**Job**:
Filter the listing below, copying each line that contains the string "shrub".

Begin

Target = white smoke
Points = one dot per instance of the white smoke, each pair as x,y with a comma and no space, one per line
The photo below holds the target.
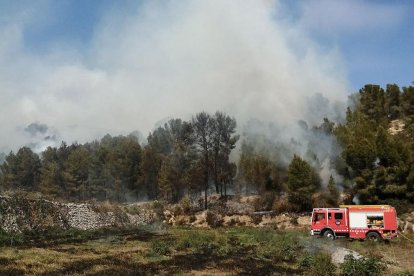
170,59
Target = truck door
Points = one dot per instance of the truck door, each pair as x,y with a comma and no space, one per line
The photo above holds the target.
337,221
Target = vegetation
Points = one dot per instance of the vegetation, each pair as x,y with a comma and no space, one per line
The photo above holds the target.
263,251
370,157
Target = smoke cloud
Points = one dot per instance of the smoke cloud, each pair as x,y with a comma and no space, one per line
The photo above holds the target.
164,59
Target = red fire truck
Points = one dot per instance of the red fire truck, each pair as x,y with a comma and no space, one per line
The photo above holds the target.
373,222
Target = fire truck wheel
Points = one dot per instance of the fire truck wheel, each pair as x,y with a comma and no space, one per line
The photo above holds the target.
373,236
328,234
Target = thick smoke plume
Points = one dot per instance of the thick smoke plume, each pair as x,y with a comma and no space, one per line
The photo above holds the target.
164,59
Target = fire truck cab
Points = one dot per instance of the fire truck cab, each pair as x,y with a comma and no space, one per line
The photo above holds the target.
373,222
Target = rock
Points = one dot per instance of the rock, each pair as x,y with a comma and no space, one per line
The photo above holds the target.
19,214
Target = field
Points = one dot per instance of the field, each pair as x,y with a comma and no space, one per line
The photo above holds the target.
189,251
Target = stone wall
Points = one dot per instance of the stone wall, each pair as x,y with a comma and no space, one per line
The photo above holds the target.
20,214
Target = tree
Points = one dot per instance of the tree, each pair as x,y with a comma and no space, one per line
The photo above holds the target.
223,141
21,170
393,105
333,192
203,126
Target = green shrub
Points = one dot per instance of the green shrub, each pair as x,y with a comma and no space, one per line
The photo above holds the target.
278,246
362,266
197,242
214,220
185,204
200,242
317,264
161,247
404,273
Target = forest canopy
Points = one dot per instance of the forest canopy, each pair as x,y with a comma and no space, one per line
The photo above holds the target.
370,159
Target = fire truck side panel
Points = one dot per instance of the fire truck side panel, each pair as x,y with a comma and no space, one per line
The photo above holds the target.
390,219
355,221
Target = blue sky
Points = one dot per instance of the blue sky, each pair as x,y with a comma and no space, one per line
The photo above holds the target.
376,49
87,68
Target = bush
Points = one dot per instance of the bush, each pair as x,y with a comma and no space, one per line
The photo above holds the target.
198,242
265,202
363,266
278,246
213,219
185,204
158,208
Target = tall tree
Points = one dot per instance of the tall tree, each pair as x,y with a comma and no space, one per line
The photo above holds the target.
203,126
21,170
223,141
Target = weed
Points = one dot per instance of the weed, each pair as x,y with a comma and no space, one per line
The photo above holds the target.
317,264
362,266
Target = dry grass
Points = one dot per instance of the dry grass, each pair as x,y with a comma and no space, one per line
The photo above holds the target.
188,251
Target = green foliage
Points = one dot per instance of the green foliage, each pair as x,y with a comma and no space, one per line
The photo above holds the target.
199,242
362,266
319,264
302,183
161,247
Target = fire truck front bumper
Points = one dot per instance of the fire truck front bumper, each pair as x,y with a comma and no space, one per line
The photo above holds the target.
315,232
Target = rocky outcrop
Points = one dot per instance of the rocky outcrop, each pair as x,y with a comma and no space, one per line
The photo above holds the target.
21,214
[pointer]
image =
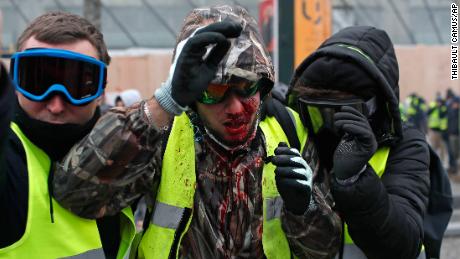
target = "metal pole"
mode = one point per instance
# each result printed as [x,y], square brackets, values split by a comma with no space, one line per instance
[433,21]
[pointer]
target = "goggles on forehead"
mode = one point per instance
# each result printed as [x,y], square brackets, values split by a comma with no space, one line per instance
[319,113]
[39,73]
[215,93]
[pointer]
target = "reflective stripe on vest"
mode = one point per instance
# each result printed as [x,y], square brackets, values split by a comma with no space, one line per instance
[68,236]
[93,254]
[174,205]
[378,163]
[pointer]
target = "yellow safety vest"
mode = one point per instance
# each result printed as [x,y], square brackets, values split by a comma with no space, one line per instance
[69,235]
[173,210]
[378,163]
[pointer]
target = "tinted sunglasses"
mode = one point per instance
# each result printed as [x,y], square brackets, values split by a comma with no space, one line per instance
[39,73]
[319,113]
[216,93]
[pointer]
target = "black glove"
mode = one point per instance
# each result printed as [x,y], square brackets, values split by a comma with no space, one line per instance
[293,178]
[357,145]
[190,73]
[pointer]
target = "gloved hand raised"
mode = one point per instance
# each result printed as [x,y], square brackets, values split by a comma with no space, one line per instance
[190,73]
[293,178]
[357,145]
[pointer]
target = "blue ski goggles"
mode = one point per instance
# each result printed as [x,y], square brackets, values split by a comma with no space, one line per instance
[40,73]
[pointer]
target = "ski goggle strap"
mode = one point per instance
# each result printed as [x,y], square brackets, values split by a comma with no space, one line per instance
[215,93]
[39,73]
[319,114]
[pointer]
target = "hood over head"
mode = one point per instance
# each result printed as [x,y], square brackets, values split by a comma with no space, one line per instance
[247,57]
[130,97]
[360,60]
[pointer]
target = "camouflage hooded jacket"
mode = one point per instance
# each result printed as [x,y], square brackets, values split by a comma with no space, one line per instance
[121,160]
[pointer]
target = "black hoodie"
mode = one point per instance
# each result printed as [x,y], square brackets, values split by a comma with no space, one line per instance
[384,216]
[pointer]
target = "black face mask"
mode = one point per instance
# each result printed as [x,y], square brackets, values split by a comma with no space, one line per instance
[55,139]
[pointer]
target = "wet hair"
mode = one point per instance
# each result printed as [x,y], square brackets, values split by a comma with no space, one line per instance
[61,28]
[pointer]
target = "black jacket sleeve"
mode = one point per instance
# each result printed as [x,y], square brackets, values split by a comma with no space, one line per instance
[385,216]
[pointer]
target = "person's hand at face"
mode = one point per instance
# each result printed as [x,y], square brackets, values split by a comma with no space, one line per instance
[357,145]
[192,71]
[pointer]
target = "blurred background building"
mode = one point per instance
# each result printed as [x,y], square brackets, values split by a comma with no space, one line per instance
[141,33]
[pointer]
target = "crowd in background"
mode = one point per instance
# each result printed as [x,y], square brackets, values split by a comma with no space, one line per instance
[439,120]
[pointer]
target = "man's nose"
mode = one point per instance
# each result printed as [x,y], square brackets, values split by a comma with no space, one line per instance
[56,104]
[233,103]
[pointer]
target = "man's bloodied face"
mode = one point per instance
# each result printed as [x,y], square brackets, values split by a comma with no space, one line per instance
[231,120]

End

**Completed exercise**:
Target = green shrub
Points = one dot per instance of the green shrub, each pair as x,y with a comma and no space, one per line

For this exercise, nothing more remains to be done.